▶ CHALLENGE:
Reproduce the items below without any change, copying everything from the line containing "like point(249, 146)." down to the line containing "point(170, 242)", with both of those lines included.

▶ DATA EXTRACT:

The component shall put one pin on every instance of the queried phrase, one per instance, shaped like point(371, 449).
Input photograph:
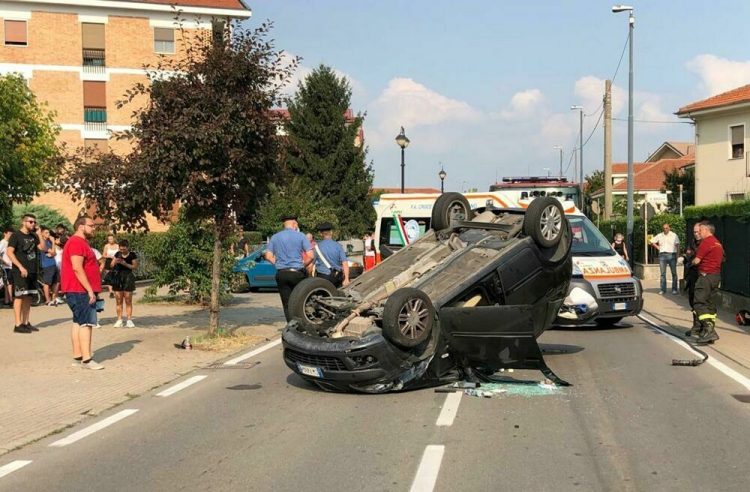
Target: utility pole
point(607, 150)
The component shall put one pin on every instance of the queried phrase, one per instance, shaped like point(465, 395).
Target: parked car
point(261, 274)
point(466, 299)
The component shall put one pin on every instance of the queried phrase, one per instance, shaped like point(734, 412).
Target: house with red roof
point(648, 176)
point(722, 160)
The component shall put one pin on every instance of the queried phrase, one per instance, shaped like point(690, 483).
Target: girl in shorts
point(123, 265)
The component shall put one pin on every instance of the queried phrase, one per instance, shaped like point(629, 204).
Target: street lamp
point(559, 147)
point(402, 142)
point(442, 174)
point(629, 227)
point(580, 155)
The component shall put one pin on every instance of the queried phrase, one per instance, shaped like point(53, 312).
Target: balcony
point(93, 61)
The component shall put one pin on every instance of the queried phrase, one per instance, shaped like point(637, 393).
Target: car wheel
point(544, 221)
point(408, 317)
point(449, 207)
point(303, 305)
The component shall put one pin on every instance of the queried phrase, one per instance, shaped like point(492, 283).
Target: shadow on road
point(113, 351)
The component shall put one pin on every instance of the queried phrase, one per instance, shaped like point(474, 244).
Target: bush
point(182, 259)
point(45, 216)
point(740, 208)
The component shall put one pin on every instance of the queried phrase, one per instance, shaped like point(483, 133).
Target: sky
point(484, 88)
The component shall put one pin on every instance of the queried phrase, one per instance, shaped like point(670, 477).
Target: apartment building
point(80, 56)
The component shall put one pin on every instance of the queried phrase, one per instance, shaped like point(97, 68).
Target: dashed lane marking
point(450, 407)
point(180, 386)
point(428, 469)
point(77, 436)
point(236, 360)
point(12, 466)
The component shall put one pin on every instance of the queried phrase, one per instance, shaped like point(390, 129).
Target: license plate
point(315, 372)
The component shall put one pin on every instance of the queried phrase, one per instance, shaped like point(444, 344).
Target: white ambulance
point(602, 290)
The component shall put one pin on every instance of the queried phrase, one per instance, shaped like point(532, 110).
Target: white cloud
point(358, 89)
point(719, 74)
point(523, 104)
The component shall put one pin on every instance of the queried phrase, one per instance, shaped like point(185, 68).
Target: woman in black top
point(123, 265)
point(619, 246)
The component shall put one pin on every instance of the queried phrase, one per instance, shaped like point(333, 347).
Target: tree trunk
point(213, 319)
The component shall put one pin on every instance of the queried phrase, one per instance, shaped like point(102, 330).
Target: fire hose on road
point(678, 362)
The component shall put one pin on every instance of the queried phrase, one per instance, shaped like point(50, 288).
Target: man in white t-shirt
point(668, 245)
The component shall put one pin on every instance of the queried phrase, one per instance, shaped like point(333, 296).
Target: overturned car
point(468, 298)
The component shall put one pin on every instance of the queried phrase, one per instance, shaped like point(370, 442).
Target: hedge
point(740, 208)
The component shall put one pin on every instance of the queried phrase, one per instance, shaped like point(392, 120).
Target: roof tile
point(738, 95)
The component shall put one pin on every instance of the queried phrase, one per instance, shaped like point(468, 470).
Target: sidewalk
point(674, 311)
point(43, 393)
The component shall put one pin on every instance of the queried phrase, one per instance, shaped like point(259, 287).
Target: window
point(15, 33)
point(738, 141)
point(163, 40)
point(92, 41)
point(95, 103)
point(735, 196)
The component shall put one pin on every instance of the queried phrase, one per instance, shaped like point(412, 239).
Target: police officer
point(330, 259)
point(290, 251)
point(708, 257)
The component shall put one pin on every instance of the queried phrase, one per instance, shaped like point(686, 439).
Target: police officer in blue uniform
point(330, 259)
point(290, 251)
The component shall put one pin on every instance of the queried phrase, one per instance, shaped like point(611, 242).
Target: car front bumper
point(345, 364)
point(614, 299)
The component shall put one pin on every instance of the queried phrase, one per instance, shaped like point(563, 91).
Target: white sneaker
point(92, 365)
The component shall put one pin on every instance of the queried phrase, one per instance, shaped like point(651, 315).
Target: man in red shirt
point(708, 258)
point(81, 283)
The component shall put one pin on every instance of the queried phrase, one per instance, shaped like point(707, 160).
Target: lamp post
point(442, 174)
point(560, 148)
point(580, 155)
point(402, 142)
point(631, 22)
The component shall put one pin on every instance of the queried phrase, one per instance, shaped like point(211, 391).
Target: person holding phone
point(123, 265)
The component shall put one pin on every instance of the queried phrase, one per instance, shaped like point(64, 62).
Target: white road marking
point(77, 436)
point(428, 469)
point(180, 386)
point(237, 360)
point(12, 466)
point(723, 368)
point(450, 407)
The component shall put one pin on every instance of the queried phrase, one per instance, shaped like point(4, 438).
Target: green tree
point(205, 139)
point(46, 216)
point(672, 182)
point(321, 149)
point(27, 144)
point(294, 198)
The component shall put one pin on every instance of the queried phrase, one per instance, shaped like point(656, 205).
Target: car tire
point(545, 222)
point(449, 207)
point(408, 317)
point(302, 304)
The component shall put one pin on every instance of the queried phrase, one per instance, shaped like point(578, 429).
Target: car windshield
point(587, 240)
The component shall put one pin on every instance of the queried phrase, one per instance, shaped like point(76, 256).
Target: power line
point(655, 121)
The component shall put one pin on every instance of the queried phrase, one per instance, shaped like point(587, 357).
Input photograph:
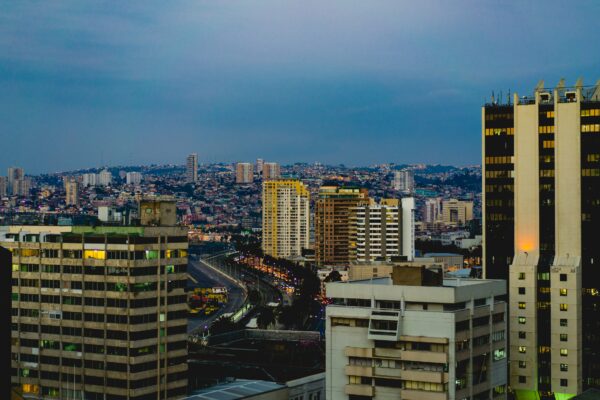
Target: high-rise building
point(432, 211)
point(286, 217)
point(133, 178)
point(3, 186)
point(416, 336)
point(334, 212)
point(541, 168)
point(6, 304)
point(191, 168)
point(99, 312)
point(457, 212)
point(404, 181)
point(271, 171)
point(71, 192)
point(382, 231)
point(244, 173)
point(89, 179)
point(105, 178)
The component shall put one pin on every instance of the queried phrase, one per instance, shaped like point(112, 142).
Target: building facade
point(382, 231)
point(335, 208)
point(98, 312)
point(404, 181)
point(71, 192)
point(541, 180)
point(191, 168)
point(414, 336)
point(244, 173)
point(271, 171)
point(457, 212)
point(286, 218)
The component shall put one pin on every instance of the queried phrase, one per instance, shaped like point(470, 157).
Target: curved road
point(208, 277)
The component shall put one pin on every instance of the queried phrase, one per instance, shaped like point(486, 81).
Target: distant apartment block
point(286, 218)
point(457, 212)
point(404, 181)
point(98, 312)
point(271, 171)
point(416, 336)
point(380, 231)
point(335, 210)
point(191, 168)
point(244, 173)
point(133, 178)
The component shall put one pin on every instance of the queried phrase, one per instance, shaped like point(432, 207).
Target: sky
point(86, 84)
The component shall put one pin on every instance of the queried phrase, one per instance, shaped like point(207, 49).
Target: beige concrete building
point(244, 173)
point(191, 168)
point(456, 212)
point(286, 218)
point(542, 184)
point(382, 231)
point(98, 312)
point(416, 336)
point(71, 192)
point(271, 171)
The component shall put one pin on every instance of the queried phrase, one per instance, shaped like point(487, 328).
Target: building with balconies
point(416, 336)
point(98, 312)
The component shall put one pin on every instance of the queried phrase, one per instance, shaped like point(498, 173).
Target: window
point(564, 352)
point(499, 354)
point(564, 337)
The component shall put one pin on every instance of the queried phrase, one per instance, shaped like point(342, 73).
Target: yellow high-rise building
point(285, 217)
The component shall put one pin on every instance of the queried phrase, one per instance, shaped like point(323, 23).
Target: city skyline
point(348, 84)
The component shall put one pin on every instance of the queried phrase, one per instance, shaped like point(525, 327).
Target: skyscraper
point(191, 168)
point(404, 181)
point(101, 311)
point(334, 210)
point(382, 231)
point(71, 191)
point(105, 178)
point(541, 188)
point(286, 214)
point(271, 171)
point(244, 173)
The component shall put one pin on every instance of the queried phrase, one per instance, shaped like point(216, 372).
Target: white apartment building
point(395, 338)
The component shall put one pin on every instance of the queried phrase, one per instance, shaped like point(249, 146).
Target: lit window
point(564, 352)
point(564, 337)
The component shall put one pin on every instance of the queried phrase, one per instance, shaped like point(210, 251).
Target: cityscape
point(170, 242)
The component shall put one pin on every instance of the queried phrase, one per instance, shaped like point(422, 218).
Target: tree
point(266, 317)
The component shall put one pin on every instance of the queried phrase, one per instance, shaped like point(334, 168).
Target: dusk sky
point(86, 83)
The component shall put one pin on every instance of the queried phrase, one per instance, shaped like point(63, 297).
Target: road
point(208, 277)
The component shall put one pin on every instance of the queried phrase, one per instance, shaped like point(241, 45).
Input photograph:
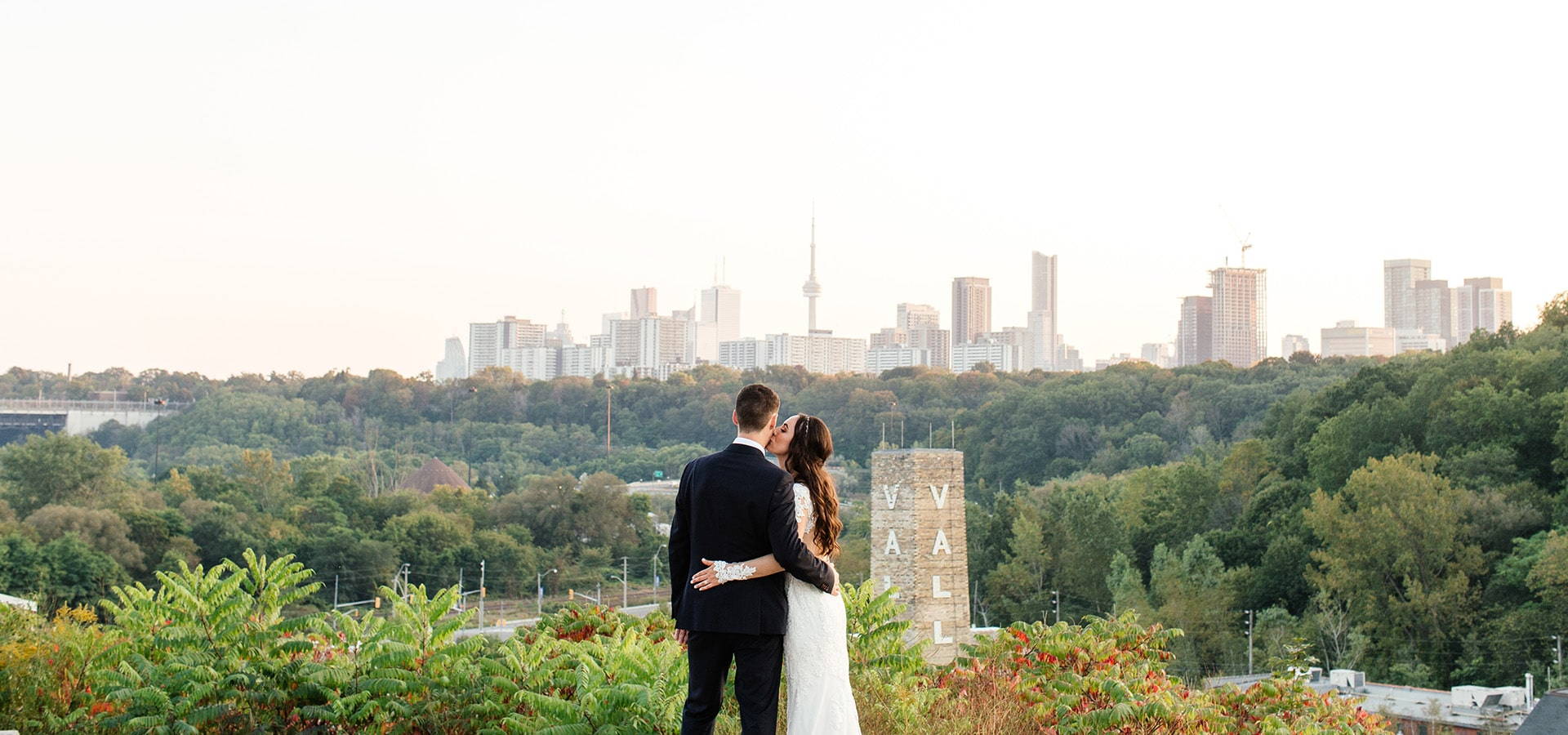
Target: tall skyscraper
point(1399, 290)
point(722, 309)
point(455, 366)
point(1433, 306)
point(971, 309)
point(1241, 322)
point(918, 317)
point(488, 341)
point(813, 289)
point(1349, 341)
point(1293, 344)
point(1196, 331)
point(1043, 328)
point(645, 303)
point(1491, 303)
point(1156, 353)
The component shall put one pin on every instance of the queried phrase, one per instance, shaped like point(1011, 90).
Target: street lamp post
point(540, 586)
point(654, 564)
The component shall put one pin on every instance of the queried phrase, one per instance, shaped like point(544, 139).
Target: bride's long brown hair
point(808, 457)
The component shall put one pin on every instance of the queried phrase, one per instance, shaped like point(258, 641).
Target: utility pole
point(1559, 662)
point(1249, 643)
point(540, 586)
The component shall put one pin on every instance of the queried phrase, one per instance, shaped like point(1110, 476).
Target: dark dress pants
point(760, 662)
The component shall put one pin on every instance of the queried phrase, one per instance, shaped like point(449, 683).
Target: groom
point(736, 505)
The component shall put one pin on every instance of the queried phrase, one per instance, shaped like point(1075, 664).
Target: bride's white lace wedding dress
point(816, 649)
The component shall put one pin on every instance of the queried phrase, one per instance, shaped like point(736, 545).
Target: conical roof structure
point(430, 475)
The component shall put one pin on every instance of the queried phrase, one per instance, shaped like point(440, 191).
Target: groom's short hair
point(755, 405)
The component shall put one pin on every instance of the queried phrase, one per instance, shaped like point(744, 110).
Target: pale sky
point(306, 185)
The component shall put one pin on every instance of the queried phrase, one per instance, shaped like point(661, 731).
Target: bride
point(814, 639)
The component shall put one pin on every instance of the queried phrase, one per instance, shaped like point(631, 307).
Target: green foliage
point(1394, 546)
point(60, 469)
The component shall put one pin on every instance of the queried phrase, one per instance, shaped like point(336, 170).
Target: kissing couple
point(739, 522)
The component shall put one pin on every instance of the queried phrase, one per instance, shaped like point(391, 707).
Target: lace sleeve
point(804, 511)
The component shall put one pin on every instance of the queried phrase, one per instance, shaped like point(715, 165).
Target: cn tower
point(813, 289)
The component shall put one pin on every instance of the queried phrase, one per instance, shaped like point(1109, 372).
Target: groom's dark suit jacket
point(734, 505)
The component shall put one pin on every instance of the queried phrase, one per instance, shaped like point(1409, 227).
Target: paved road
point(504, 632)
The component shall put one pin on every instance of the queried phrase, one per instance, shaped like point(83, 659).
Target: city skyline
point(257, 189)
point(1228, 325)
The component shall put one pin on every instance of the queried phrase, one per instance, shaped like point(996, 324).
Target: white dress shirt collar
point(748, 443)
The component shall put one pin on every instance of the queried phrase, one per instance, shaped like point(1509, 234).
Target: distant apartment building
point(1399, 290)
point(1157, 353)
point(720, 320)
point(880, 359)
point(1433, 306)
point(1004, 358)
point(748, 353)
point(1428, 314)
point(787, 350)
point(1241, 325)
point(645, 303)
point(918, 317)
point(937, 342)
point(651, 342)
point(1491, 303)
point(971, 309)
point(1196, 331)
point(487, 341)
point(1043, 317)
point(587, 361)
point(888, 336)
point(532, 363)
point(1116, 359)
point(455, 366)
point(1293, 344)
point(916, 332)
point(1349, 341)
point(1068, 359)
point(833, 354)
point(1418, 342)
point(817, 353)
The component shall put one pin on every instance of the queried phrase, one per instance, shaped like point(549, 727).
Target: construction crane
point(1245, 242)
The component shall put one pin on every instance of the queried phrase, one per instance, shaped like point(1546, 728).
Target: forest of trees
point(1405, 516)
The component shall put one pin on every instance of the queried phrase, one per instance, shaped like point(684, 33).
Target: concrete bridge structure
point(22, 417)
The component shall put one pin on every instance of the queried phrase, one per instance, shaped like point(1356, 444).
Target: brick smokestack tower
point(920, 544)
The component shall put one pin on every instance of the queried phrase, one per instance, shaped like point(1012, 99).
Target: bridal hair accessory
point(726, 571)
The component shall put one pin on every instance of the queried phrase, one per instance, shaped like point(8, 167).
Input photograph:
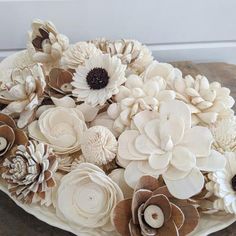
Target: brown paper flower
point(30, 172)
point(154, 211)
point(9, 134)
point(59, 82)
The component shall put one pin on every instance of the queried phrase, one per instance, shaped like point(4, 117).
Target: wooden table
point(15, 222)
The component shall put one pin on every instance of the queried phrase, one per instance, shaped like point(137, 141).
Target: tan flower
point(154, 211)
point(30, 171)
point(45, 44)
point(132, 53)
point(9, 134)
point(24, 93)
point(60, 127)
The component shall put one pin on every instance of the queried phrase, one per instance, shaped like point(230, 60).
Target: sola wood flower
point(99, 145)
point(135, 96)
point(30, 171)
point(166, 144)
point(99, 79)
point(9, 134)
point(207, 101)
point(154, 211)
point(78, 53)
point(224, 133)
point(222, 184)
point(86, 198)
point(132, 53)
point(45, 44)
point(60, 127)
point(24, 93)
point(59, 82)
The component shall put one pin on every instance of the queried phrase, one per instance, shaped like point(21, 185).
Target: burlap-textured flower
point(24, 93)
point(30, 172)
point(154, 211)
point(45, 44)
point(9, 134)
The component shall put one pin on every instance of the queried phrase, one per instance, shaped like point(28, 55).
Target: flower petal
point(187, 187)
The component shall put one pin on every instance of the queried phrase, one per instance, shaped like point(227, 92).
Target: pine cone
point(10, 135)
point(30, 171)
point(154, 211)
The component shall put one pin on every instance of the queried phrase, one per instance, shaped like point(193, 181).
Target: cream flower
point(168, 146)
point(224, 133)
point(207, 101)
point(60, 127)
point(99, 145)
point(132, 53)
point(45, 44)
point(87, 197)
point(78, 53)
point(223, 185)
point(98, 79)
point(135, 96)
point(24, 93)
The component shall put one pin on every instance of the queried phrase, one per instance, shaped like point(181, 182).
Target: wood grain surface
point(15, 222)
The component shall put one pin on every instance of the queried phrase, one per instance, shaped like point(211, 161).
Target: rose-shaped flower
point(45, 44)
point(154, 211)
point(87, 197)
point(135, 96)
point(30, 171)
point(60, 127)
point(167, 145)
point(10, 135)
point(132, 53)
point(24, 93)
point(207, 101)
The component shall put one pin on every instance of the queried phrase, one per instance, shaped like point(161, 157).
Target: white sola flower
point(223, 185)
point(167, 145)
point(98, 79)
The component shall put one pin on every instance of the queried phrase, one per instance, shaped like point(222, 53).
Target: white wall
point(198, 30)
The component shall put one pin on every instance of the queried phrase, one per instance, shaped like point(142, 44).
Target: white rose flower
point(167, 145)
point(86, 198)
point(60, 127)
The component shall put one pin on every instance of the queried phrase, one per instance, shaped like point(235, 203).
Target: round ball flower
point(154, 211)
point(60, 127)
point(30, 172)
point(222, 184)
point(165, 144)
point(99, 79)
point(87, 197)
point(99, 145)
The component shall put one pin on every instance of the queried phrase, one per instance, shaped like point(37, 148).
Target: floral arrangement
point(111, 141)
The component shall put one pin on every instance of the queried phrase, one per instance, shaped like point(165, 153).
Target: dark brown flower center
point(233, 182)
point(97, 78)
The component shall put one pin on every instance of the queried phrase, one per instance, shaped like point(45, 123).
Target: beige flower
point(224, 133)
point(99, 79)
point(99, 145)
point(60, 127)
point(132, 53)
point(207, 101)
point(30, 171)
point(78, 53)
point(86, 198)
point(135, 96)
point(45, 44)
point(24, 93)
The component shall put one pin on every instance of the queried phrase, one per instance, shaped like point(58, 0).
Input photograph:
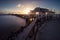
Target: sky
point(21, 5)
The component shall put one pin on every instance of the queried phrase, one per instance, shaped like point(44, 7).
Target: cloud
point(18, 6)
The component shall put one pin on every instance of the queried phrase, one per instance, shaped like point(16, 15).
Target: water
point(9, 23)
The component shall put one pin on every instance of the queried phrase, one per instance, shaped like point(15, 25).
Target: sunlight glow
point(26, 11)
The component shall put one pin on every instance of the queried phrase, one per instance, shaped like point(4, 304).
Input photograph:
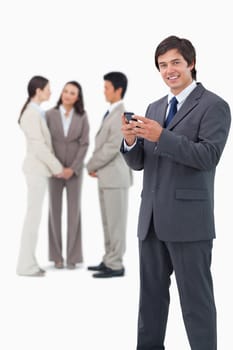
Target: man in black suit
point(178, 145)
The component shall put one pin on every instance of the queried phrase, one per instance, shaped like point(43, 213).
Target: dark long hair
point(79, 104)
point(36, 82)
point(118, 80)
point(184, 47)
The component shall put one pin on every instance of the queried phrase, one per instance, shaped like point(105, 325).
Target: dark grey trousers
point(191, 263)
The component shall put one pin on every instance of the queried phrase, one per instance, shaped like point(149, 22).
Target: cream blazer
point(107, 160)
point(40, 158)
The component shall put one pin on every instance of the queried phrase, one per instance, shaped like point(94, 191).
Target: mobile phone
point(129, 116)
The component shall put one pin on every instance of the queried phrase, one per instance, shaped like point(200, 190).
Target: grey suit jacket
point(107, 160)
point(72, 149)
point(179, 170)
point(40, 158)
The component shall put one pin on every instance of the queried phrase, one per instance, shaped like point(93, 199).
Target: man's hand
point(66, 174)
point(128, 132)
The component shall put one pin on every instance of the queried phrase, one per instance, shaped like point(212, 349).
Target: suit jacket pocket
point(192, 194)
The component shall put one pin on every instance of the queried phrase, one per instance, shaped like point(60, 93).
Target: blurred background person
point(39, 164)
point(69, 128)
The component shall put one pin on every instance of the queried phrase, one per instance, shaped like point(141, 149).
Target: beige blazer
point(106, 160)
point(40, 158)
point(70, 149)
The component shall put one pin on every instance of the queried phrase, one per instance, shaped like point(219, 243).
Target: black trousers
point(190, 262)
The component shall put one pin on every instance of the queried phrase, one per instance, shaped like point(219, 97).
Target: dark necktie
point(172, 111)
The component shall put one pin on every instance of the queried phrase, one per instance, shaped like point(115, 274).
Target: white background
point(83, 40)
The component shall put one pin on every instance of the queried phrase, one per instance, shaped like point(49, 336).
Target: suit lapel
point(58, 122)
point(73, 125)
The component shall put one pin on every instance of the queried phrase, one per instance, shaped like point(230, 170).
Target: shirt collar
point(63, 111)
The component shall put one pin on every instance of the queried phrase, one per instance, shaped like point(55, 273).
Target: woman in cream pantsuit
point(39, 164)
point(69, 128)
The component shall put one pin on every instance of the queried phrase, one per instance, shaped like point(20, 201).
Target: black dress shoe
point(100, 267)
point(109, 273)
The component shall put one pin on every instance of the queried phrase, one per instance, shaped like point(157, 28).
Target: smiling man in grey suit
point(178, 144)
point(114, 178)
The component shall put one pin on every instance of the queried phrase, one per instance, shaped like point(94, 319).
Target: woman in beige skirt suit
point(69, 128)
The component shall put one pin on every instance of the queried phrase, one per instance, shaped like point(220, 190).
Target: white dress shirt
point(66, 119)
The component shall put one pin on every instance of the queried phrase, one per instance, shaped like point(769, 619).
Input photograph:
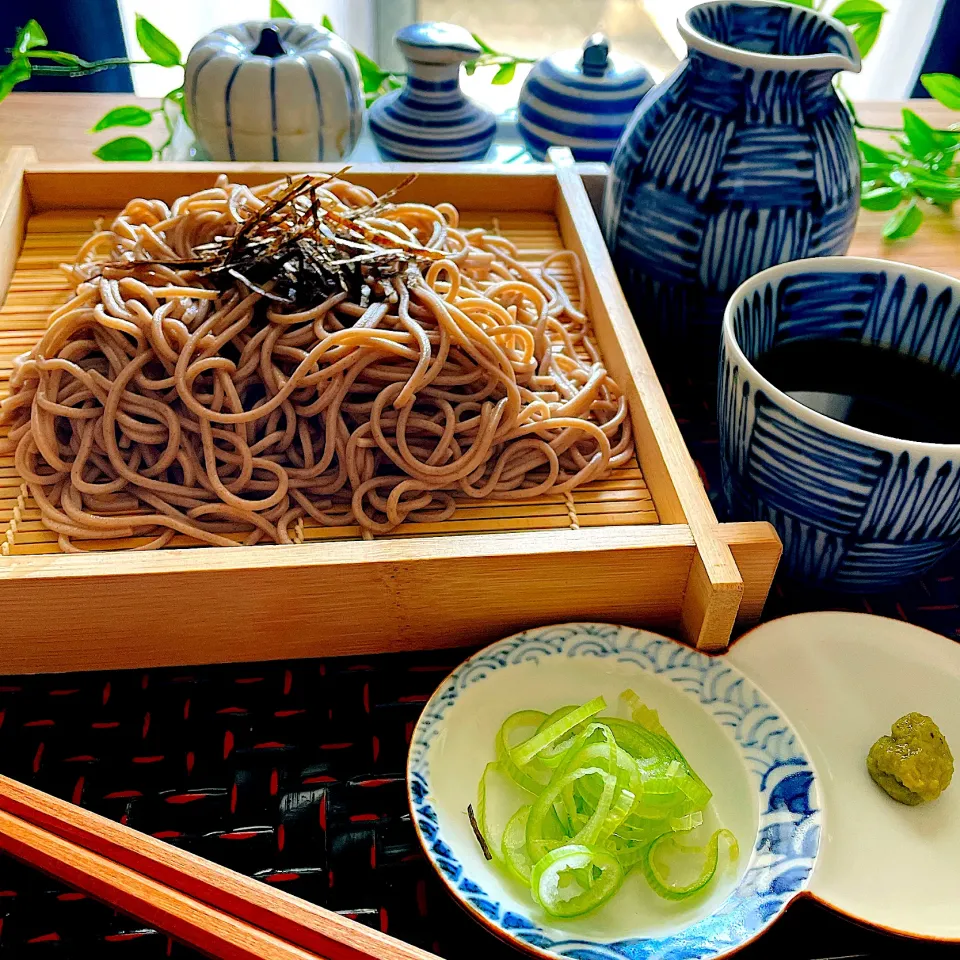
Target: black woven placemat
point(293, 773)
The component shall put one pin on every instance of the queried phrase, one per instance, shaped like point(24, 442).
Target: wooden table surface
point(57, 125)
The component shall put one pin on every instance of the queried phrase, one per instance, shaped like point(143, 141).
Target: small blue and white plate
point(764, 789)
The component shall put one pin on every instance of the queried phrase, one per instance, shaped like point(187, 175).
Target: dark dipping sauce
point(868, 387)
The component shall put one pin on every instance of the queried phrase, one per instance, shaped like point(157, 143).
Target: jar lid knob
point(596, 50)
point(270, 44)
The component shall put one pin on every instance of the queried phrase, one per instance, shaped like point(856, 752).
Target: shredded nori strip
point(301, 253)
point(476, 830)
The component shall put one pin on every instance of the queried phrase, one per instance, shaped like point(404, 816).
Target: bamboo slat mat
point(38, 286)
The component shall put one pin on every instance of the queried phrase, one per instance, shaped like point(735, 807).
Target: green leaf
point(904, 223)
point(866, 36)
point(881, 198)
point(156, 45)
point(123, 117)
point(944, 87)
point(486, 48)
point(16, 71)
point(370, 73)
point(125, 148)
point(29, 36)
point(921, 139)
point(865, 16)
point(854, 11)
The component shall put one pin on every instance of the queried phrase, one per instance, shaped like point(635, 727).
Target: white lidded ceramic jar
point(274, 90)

▶ WRITTEN REPLY:
The component shall put one pin on every instance of the queried phrase, one per instance, shaped like point(249, 146).
Target: lit window
point(564, 352)
point(564, 337)
The component shall put one pin on every instance of the queried phrase, one per instance, shaped like point(210, 251).
Target: cityscape
point(170, 242)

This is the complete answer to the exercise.